Essentially yes.
Compare "charcoal kiln" with
"Conveyor Furnace". (Warning, annoying music)
Essentially, you build several lengths of very large diameter magma safe tubing to serve as passive radiators, and run a powered chain driven minecart track on it. You control the heat in the furnace through spacing the magma heated elements, and allow natural convection to drive air currents inside the furnace. This allows some portions of the furnace wall to act as heat sinks, while others to act as heaters, with heat holding at a lower temperature than pure magma. A reducing environment (Free of atmospheric oxygen, so chemically bound oxygen must combine with hot carbon atoms to form carbon oxide gasses, likewise with sodium and potasium ions, who are reduced and then turned into free ions from the heat, which gas out. Putting a chemical reservoir for these ions to be attracted to, like low sodium, high silicon oxide glass insulation, would effectively remove them from the equation.) is achieved by sealing load inside a
saggar, with a sealable lid, possibly with a one-way valve, and an unlockable keyhole.
Basically, when the load enters on the conveyor, It is stacked up inside a sealable airtight box that can survive the firing temperatures. Inside this box the alkaline earth absorbing material (Spun silicon oxide glass, made without flux) is set up as a series of walls arranged to come into contact with circulating gasses inside the saggar. The wood is stacked inside the saggar, and the lid is put on. The lid and saggar are designed to be held on via a simple twist-key type arrangement. The lid has a one-way checkvalve on it, to allow hot gasses to escape, but not to allow gasses back into the saggar. The conveyor conveys the saggars slowly down the track, where they get heated by IR exposure to the tube walls in the sections that are submerged in magma. Repeated flash heating, coupled with continuous movement of the conveyor, and the refractory nature of the saggars, produces a thermally controlled furnace environment suitable to controlled charcoal making.
Chemically:
Cellulose contains enough hydrogen and oxygen to almost completely destroy the load, even under reducing conditions.
C6H1206*(length of chain, since cellulose is just a complex repetition of simple sugar in a long chain.)
In addition to that, you have sodium and potassium ions, nitrate complex ions, and other things you need to remove, like chlorine.
You heat the material to just under the kindling point, so that the bound oxygen and hydrogen from the cellulose gasses off, leaving carbon behind. Because most of the energy liberated by this inefficient burn is immediately consumed by the formation of hydrogen and oxygen covalent bonds, and is not sufficiently hot to break those down again, (Eg, NOT on fire!), then those gasses escape from the load under pressure, and out through the checkvalve. At these low temps, we can use mild steel to make the valves and latches on the saggars. (they WILL degrade over time, but this should be an expected feature of the product lifecycle, and saggars should be inspected before reuse.)

- [DATASET RECORDS]
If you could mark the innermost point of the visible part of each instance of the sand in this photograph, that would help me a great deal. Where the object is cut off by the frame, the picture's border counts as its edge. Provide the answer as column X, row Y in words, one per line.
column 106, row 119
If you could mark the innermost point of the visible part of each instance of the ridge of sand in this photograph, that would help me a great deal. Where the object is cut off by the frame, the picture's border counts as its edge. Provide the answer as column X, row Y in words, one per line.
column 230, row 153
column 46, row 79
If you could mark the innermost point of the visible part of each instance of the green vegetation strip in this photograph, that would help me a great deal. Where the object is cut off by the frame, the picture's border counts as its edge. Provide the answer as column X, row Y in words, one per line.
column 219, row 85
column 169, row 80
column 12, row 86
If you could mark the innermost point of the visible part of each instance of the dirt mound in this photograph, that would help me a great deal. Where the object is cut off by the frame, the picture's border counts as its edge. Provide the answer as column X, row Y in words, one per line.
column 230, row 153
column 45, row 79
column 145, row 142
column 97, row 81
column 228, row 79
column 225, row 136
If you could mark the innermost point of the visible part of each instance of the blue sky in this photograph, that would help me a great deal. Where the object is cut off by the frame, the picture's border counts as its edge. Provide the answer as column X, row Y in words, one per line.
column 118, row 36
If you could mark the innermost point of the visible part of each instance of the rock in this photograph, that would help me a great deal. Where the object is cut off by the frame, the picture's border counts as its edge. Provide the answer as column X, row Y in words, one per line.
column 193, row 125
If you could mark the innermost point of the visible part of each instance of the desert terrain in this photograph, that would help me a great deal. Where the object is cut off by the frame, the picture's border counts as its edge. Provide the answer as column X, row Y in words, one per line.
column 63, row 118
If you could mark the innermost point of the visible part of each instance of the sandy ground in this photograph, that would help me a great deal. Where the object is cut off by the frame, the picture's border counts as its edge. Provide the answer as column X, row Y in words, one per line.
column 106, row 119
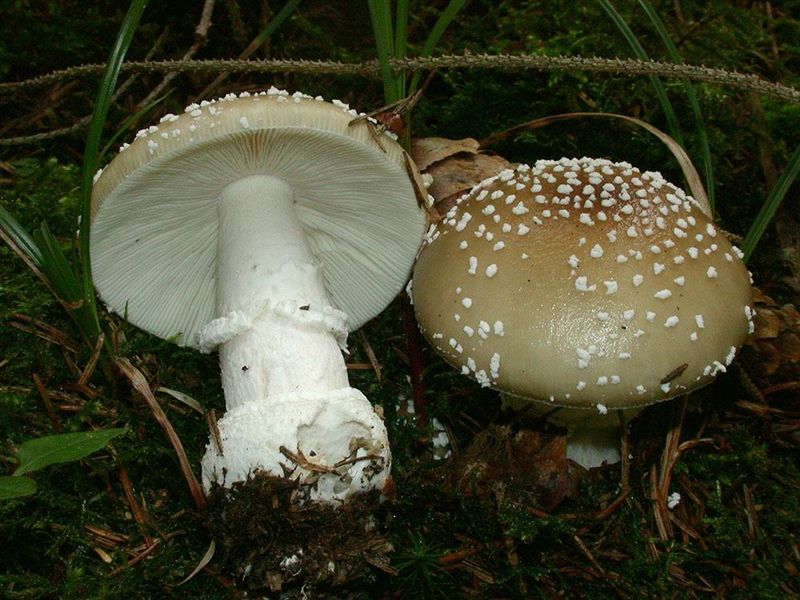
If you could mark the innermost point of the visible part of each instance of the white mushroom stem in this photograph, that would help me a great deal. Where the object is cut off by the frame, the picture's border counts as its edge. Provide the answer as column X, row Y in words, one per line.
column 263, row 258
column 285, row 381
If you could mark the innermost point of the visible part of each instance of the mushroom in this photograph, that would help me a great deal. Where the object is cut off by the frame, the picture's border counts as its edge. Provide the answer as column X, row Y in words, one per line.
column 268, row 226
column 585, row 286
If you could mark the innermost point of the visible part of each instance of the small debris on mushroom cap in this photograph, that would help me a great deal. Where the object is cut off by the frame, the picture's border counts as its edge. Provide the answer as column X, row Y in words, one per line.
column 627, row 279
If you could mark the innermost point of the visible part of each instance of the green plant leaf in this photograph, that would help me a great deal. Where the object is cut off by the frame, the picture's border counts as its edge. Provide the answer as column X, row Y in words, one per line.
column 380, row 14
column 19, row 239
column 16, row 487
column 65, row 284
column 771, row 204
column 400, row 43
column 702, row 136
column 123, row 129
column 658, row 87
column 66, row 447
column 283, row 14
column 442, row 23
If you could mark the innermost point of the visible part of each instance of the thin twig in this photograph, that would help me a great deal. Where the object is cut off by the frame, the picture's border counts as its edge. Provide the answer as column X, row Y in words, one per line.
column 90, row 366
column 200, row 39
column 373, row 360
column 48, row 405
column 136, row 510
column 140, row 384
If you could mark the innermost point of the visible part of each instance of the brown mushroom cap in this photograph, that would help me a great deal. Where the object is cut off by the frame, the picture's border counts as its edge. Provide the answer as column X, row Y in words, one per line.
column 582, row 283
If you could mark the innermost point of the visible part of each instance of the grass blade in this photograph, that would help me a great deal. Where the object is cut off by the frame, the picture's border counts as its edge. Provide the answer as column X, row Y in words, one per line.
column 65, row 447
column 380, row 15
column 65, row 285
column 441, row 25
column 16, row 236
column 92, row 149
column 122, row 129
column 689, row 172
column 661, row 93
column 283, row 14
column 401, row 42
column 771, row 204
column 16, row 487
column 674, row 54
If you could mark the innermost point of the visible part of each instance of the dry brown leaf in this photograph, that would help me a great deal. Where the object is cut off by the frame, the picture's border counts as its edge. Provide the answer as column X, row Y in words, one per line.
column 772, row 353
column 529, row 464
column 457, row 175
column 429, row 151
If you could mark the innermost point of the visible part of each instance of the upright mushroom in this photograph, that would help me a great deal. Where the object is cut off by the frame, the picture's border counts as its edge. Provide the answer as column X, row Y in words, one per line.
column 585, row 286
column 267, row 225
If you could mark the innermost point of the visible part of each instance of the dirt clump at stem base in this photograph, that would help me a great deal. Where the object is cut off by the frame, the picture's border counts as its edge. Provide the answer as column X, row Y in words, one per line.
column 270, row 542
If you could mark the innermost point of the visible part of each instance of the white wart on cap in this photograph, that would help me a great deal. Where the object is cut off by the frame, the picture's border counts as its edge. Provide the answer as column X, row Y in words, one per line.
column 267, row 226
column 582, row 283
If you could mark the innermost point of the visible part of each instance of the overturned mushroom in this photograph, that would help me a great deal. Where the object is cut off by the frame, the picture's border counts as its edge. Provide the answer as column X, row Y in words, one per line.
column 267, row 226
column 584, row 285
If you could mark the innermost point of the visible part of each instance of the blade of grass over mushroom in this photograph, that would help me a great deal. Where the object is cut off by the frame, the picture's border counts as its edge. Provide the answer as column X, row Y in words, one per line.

- [JOB] Copy the charcoal kiln text from "You heat the" down to "inspected before reuse.)", putting "cast iron" in place of "mild steel".

- [REPLY TO THE EXERCISE]
You heat the material to just under the kindling point, so that the bound oxygen and hydrogen from the cellulose gasses off, leaving carbon behind. Because most of the energy liberated by this inefficient burn is immediately consumed by the formation of hydrogen and oxygen covalent bonds, and is not sufficiently hot to break those down again, (Eg, NOT on fire!), then those gasses escape from the load under pressure, and out through the checkvalve. At these low temps, we can use cast iron to make the valves and latches on the saggars. (they WILL degrade over time, but this should be an expected feature of the product lifecycle, and saggars should be inspected before reuse.)